— Stated problem A —
Can you reproduce the Keras word2vec code below verbatim, from its first line to its last?

— Text block —
MAX_SEQUENCE_LENGTH = 1000

# Vectorize the text samples into a 2D integer tensor
tokenizer = Tokenizer()
tokenizer.fit_on_texts(dataset.data)
sequences = tokenizer.texts_to_sequences(dataset.data)

x_train = pad_sequences(sequences, maxlen=MAX_SEQUENCE_LENGTH)
y_train = to_categorical(np.asarray(dataset.target))


# Now we train a Word2Vec model from the documents we have.
# From the word2vec model we construct the embedding layer to be used in our actual Keras model.
# 
# The Keras tokenizer object maintains an internal vocabulary (a token to index mapping), which might be different from the vocabulary gensim builds when training the word2vec model. To align the vocabularies we pass the Keras tokenizer vocabulary to the `get_keras_embedding` function

# In[165]:


keras_w2v = word2vec.Word2Vec([text_to_word_sequence(doc) for doc in dataset.data],min_count=0)
embedding_layer = keras_w2v.wv.get_keras_embedding(word_index = tokenizer.word_index,train_embeddings=True)


# Finally, we create a small 1D convnet to solve our classification problem.

# In[166]:


sequence_input = Input(shape=(MAX_SEQUENCE_LENGTH,), dtype='int32')
embedded_sequences = embedding_layer(sequence_input)
x = Conv1D(128, 5, activation='relu')(embedded_sequences)
x = MaxPooling1D(5)(x)
x = Conv1D(128, 5, activation='relu')(x)
x = MaxPooling1D(5)(x)
x = Conv1D(128, 5, activation='relu')(x)
x = MaxPooling1D(35)(x)  # global max pooling
x = Flatten()(x)
x = Dense(128, activation='relu')(x)
preds = Dense(y_train.shape[1], activation='softmax')(x)

model = Model(sequence_input, preds)
model.compile(loss='categorical_crossentropy', optimizer='adam', metrics=['acc'])

model.fit(x_train, y_train, epochs=3, validation_split= 0.1)

[Data records]
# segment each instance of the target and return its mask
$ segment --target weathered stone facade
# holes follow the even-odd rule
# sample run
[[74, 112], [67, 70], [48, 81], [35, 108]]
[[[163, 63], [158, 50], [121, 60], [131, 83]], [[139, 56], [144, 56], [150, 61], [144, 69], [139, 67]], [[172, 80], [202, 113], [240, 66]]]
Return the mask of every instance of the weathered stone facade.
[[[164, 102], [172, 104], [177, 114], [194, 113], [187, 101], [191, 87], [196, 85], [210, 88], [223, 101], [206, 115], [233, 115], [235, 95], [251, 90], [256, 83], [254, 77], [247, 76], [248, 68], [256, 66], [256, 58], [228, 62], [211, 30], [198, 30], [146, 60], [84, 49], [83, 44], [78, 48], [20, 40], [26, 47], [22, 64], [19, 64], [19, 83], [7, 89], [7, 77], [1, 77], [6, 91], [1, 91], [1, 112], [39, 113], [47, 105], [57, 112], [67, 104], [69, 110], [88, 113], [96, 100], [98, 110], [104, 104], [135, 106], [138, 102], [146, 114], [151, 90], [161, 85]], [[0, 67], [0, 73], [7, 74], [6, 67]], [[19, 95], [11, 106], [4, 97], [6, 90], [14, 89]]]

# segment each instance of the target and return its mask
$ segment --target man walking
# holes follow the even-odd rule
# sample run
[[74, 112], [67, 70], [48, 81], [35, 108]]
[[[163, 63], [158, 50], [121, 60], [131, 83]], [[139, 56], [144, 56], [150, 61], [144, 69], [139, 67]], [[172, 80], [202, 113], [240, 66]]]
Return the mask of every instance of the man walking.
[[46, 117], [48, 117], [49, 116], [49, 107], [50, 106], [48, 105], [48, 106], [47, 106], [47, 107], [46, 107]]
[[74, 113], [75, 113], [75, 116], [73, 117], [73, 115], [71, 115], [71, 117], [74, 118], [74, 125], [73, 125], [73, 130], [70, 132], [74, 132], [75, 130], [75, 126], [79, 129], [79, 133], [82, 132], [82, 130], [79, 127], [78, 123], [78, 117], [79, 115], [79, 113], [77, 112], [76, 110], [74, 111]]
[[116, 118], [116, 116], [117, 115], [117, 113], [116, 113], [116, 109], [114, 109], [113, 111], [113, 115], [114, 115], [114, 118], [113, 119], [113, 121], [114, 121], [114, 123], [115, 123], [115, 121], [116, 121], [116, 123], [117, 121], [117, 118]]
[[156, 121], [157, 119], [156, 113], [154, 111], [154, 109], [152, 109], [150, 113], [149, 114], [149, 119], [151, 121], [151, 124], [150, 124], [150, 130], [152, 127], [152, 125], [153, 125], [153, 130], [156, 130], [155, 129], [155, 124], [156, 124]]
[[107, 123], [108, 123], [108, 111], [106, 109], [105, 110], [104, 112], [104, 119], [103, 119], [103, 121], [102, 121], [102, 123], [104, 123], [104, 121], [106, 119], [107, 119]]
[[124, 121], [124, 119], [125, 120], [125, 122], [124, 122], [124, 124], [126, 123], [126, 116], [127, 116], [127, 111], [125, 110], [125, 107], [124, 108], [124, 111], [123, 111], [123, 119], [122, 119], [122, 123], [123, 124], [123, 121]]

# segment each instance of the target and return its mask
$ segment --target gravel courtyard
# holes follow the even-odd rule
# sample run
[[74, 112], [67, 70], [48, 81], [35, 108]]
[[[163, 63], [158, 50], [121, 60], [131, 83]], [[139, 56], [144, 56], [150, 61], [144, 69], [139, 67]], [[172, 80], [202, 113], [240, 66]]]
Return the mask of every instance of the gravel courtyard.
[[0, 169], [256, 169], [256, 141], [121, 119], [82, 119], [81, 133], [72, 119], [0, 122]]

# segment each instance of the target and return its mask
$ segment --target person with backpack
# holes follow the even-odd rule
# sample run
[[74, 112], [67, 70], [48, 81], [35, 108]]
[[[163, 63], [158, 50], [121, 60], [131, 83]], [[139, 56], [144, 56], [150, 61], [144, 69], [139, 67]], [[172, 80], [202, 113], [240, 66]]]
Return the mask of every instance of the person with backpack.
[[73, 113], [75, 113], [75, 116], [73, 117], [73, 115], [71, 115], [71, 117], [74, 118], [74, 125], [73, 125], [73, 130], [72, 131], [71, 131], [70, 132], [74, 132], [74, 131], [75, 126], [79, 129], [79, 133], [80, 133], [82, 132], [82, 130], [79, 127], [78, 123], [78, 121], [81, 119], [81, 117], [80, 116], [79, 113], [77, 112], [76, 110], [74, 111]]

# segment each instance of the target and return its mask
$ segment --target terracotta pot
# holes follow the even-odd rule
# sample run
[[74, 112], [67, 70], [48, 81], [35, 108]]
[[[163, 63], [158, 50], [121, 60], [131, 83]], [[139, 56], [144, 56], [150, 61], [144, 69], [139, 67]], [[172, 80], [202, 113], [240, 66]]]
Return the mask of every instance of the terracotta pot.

— Stated problem B —
Which lines in the records above contain the string "terracotta"? Copy each such line in full, treating uppercase and lowercase as different.

— Worked answer A —
MAX_SEQUENCE_LENGTH = 1000

# Vectorize the text samples into a 2D integer tensor
tokenizer = Tokenizer()
tokenizer.fit_on_texts(dataset.data)
sequences = tokenizer.texts_to_sequences(dataset.data)

x_train = pad_sequences(sequences, maxlen=MAX_SEQUENCE_LENGTH)
y_train = to_categorical(np.asarray(dataset.target))


# Now we train a Word2Vec model from the documents we have.
# From the word2vec model we construct the embedding layer to be used in our actual Keras model.
# 
# The Keras tokenizer object maintains an internal vocabulary (a token to index mapping), which might be different from the vocabulary gensim builds when training the word2vec model. To align the vocabularies we pass the Keras tokenizer vocabulary to the `get_keras_embedding` function

# In[165]:


keras_w2v = word2vec.Word2Vec([text_to_word_sequence(doc) for doc in dataset.data],min_count=0)
embedding_layer = keras_w2v.wv.get_keras_embedding(word_index = tokenizer.word_index,train_embeddings=True)


# Finally, we create a small 1D convnet to solve our classification problem.

# In[166]:


sequence_input = Input(shape=(MAX_SEQUENCE_LENGTH,), dtype='int32')
embedded_sequences = embedding_layer(sequence_input)
x = Conv1D(128, 5, activation='relu')(embedded_sequences)
x = MaxPooling1D(5)(x)
x = Conv1D(128, 5, activation='relu')(x)
x = MaxPooling1D(5)(x)
x = Conv1D(128, 5, activation='relu')(x)
x = MaxPooling1D(35)(x)  # global max pooling
x = Flatten()(x)
x = Dense(128, activation='relu')(x)
preds = Dense(y_train.shape[1], activation='softmax')(x)

model = Model(sequence_input, preds)
model.compile(loss='categorical_crossentropy', optimizer='adam', metrics=['acc'])

model.fit(x_train, y_train, epochs=3, validation_split= 0.1)

— Worked answer B —
$ segment --target terracotta pot
Return the mask of every instance of the terracotta pot.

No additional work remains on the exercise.